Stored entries
:::::

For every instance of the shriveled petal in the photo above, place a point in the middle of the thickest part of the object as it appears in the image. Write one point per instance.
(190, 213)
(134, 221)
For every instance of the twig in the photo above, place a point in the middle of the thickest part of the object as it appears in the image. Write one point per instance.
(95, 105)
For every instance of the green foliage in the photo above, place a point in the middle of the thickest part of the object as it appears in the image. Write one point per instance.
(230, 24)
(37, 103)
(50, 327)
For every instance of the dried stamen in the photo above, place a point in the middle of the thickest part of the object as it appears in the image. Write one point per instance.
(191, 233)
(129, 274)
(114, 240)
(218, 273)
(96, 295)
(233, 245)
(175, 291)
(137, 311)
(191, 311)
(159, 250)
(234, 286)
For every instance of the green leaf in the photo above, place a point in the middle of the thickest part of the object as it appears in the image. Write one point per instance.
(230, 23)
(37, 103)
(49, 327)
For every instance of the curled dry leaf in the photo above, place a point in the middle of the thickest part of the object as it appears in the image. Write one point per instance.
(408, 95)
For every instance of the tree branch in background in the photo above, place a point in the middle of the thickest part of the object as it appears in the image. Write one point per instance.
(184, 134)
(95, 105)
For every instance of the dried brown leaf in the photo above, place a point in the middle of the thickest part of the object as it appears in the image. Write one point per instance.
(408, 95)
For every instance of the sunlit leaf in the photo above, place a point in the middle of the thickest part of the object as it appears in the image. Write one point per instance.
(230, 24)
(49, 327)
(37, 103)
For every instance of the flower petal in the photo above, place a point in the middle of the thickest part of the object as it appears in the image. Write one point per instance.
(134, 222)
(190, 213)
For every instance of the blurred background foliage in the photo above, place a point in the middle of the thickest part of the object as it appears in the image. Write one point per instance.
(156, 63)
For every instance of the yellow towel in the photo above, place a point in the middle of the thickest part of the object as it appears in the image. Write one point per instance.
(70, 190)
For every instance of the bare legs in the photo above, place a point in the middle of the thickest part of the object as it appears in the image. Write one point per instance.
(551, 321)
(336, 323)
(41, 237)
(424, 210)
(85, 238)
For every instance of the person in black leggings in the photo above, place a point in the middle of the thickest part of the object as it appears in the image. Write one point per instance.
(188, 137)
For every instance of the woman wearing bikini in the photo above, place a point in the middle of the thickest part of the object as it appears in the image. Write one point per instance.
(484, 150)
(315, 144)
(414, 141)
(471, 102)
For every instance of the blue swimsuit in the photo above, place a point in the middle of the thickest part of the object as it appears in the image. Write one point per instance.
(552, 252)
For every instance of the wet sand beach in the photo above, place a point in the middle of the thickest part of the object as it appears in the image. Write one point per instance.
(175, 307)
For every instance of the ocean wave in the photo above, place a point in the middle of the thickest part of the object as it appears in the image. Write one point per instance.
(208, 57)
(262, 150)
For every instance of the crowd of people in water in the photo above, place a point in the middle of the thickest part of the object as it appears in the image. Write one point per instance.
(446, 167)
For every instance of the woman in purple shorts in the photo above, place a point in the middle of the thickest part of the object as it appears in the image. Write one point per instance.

:::::

_WHAT YOU WILL DO_
Quote exactly the line containing "For every instance of the ocean" and every later line through the end of the listing, and no other lines.

_SOLUTION TO THIS EXERCISE_
For every instance of the ocean wave in the photo above, place a point in the middle of the thickest part of the object as it appears in the image. Write one point per instance.
(208, 57)
(262, 150)
For every instance of the crowd of people in water in the photo above, place a point in the middle of the thickest part of the object as it appears in the image. Write one point per instance.
(446, 167)
For every instance of the woman in purple shorts in the photo above, place a point in the middle of the thickest part of the object as it appears in the image. Write one point per instance.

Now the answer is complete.